__ENTRIES__:
>> begin

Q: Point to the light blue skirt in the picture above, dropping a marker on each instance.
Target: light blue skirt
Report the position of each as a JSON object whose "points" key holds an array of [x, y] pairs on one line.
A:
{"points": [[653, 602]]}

>> end

__WHAT TO DO__: Can you render every line of the entries above as a JSON list of strings, one string per line, with blank lines omitted?

__WRITTEN SOLUTION__:
[
  "Q: Point to the light blue skirt in the picture above, dropping a marker on each instance.",
  "Target: light blue skirt",
  "Report the position of each as a JSON object whose \"points\" key holds an array of [x, y] pairs on one line.",
  "A:",
  "{\"points\": [[653, 602]]}"
]